**AUSWAHL**.
>>
# Brauche "Blatt" tutorial bitte



## FaLLeNaNgeL (4. Juni 2004)

Hi zusammen...
Hab was unglaublich geil und realistisch aussehendes im Netz gefunden was ich unheimlich gerne auch machen würde.
Hier erstmal ein Bild davon, damit ihr wisst worum es geht.





Diese Blätter sehen total realistisch und wirklich sehr sehr gut aus. Vorallem die Form und wie sie sich gerade an den Ecken übereinander legen und an den Seiten sich förmlich um das Holz zu wickeln scheinen hat mich beeindruckt.
Ich habe mich danach gleich mal daran versucht dies hinzubekommen bin aber ziemlich gescheitert möchte ich behaupten. Hier mein Ergebnis:




Nun meine Frage bzw. Bitte. 
Sollte hier irgendjemand in der Lage sein die Blätter so realistisch aussehend und geformt zu machen, wäre es wirklich spitze wenn derjenige unter diesem Thread ein ausführliches Tutorial schriebe. Mit Bildern der einzelnen Schritte und allem Pi Pa Po.
So Antworten wie: "musste einfach den Verbiegen Filter benutzen" oder so bringen mir mal garnichts wenn ich weder weiss wie ich die Blätter mache, noch wie ich die Form realistisch erscheinen lasse.
Also wennschon dennschon.
Habt 1000 dank im vorraus und ich hoffe auf ein gutes tutorial, dessen Ergebnis nahe an dem ersten von mir geposteten Bild liegt.
mfg FaLLeNaNg3L


----------



## Alexander Groß (4. Juni 2004)

Hast du schon mal auf der betreffenden Seite nachgefragt wie die Blätter erstellt worden sind. Würde ich an deiner Stelle auf jeden Fall mal probieren.

Alex


----------



## ShadowMan (4. Juni 2004)

Du willst bei Blizzard nachfragen wie die das gemacht haben?! Nun ja... 

Also grundsätzlich könnte ich mir gut vorstellen, sowas mit dem Lasso Werkzeug und etwas Feingefühl zu machen, dann einfärben, Selektion verkleinern, diese in einer neuen Ebene Schwarz färben und weichzeichnen.
Anstatt des Lasso's könnte auch das Zeichenstift-Werkzeug gute Dienste leisten.

Und falls alles nichts hilft: Wald => Blätter sammeln => einscannen => nachzeichnen 

Dann jedes Blatt in eine seperate Ebene und übereinander schieben, drehen usw.

Liebe Grüße,
Shadow ;-]


----------



## FaLLeNaNgeL (4. Juni 2004)

lol @ shadow....
nee ich hab von Photoshop das "eigene Form" Werkzeug benutzt da gibt es 3 oder 4 verschiedene Blatt Formen.
Im Wald zu sammeln ist in unserem Zeitalter nun wirklich nicht mehr nötig.
<<
**ENTNOMMENES MATERIAL**.
>>
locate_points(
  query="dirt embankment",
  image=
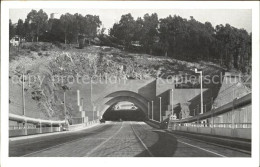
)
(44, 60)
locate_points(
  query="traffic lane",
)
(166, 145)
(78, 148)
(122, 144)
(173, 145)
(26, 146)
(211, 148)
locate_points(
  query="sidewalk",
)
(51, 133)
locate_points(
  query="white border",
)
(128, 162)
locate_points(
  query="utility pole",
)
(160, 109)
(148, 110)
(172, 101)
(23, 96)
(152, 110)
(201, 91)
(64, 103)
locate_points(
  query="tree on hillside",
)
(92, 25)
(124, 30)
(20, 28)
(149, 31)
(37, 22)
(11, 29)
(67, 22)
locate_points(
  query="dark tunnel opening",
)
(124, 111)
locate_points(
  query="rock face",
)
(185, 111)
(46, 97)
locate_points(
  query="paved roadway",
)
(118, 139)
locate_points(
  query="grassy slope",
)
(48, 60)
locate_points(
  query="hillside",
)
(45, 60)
<<
>>
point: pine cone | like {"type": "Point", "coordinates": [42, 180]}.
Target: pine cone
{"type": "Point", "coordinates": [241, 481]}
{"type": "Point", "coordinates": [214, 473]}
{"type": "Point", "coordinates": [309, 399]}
<<
**AUFGABE**.
Gib bitte den Abschnitt der Forendiskussion über Blätter in Photoshop zwischen „Diese Blätter sehen“ und „hat mich beeindruckt.“, beide eingeschlossen, wortgetreu wieder.

**ERGEBNIS**.
Diese Blätter sehen total realistisch und wirklich sehr sehr gut aus. Vorallem die Form und wie sie sich gerade an den Ecken übereinander legen und an den Seiten sich förmlich um das Holz zu wickeln scheinen hat mich beeindruckt.